* Set task
Pull out every line of the listing below that contains the word "white", and copy each one in full.

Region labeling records
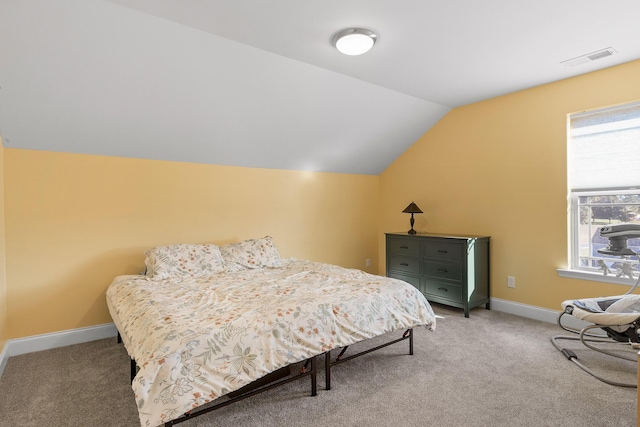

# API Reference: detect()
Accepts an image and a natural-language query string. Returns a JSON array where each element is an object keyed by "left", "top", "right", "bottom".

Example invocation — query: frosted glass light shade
[{"left": 331, "top": 28, "right": 377, "bottom": 56}]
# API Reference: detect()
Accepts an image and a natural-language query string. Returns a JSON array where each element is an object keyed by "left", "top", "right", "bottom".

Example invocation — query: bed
[{"left": 106, "top": 236, "right": 435, "bottom": 426}]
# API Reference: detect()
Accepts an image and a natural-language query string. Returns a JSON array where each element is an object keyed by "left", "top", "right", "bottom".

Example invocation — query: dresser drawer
[
  {"left": 387, "top": 237, "right": 420, "bottom": 257},
  {"left": 424, "top": 241, "right": 464, "bottom": 261},
  {"left": 424, "top": 281, "right": 462, "bottom": 302},
  {"left": 423, "top": 261, "right": 462, "bottom": 281},
  {"left": 388, "top": 256, "right": 420, "bottom": 274}
]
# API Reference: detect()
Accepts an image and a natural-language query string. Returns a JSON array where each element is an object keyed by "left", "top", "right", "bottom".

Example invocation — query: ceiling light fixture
[{"left": 331, "top": 28, "right": 378, "bottom": 56}]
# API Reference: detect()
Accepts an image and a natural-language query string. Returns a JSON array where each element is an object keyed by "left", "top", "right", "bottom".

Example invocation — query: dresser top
[{"left": 385, "top": 231, "right": 490, "bottom": 239}]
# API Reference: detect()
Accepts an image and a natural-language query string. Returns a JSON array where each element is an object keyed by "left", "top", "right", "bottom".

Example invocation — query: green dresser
[{"left": 386, "top": 233, "right": 490, "bottom": 317}]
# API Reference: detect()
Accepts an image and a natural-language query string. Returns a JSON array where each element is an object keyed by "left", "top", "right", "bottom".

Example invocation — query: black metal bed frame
[{"left": 118, "top": 329, "right": 413, "bottom": 427}]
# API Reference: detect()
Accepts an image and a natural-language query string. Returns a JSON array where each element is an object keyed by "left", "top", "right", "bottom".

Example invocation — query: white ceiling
[{"left": 0, "top": 0, "right": 640, "bottom": 175}]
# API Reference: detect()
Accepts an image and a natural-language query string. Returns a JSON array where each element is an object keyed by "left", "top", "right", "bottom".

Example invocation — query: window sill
[{"left": 556, "top": 268, "right": 637, "bottom": 286}]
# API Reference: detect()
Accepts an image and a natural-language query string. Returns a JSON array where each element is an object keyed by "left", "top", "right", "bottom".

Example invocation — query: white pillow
[
  {"left": 144, "top": 243, "right": 224, "bottom": 280},
  {"left": 220, "top": 236, "right": 282, "bottom": 272}
]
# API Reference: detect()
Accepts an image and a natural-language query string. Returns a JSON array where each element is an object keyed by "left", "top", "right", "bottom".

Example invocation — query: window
[{"left": 568, "top": 102, "right": 640, "bottom": 276}]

* Complete answer
Example invocation — query: white ceiling
Example invocation — query: white pillow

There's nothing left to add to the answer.